> [PASSAGE PROVIDED]
* * *

DHS includes several subagencies, including U.S. Immigrations and Customs Enforcement, U.S. Customs and Border Protection and U.S. Citizenship and Immigration Services, which will process applications for the Deferred Action for Childhood Arrivals (DACA) and Deferred Action for Parental Accountability (DAPA) programs.

The programs would suspend deportation for three years of immigrants whose parents brought them here as children, and of parents of U.S. citizens or lawful residents, if they can pass background checks and meet other qualifications, with a goal of keeping law-abiding families together.

The application fee is $465 for both programs and includes $85 for fingerprints.

DACA and DAPA rely on the principle of prosecutorial discretion that policymakers use to prioritize which immigrants should be deported in the face of limited resources.

"The secretary has extraordinarily scarce resources with which to pursue removal of the 11 million undocumented immigrants in the United States - enough to remove fewer than 400,000 of them, or less than 4 percent. ... Immigration enforcement, therefore, is selective by necessity and this selectivity is clearly intended by Congress: the Secretary must prioritize the removal of some classes of people and accordingly deprioritize other classes," the professors say in one of 15 amicus briefs filed with the 5th Circuit on Monday.

Another brief came from 181 members of the U.S. House of Representatives who voiced their support for DACA and DAPA.

The lawmakers said they have a strong interest in ensuring that federal courts honor Congress' decision to give the DHS secretary broad authority to decide how immigration laws will be enforced.

"As representatives of diverse communities across the United States, amici have witnessed how an approach to enforcement of the immigration laws that does not focus on appropriate priorities, such as felons or national security threats, undermines confidence in the nation's immigration laws, wastes resources, and needlessly divides families," the congressmen wrote.

"Amici regard the actions of the executive branch challenged in this suit as appropriate measures to ensure that the Department of Homeland Security's limited enforcement resources are directed toward the removal of persons who pose actual threats to public safety."

* * *

> [ACTIVITY]
Continue the passage on the amicus briefs supporting DACA and DAPA, picking up after its final sentence.

> [DATA FOR ANALYSIS]

* * *

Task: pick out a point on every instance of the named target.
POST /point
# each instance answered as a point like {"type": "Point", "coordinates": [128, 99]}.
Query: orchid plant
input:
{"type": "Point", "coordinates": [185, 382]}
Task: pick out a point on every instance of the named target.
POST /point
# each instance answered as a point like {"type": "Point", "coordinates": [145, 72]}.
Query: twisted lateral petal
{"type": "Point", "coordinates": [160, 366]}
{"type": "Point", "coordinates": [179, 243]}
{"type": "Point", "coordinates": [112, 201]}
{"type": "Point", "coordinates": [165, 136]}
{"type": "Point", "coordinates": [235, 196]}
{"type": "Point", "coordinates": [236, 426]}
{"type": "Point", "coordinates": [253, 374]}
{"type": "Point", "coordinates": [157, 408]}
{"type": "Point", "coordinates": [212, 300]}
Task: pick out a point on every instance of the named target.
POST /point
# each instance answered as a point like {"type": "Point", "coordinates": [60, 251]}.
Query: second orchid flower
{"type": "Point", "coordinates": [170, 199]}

* * *

> [ANSWER TO THIS TASK]
That sentiment was reinforced by a brief from U.S. Sens. Richard Blumenthal, D-Conn., Christopher Coons, D-Del., Mazie Hirono, D-Hawaii, and Sheldon Whitehouse, D-R.I.

"Since enforcement is a core agency function, agency heads must have the flexibility to issue and alter administrative guidance regarding enforcement priorities without delay," the senators wrote.

Texas Sens. John Cornyn and Ted Cruz, both Republicans, have also given their opinions about the case to the 5th Circuit in a brief supporting Hanen's injunction.

Their take on Congress' intent with its immigration laws is markedly different than that of their Democratic colleagues.

They claim Obama's "blanket grant of 'lawful presence' to aliens who would otherwise be inadmissible ... exceeds executive authority and contravenes Congress's intent."

Others who filed amicus briefs Monday included American Apparel, the American Federation of Teachers, AFL-CIO and the Major Cities Chiefs Association, an association of police chiefs from the largest cities in the United States, who claim undocumented immigrants' cooperation with police is vital for public safety.

The AFL-CIO also supports Obama's programs because, according to its brief, 8.1 million undocumented immigrants are employed in the United States and many work in industries "in which AFL-CIO affiliate unions have a strong presence, including meatpacking, leisure and hospitality, construction, domestic services, and agriculture" and many are represented by these unions.

The union federation says these workers aren't fully protected by federal law and are vulnerable to retaliation if they complain about working conditions.

"This lack of legal remedies and vulnerability to retaliation creates an incentive for some unscrupulous employers to employ large numbers of undocumented workers at sub-standard wages and working conditions," the AFL-CIO wrote.

"Law-abiding employers must compete with these employers, making it more difficult for AFL-CIO affiliate unions to raise wages and improve working conditions."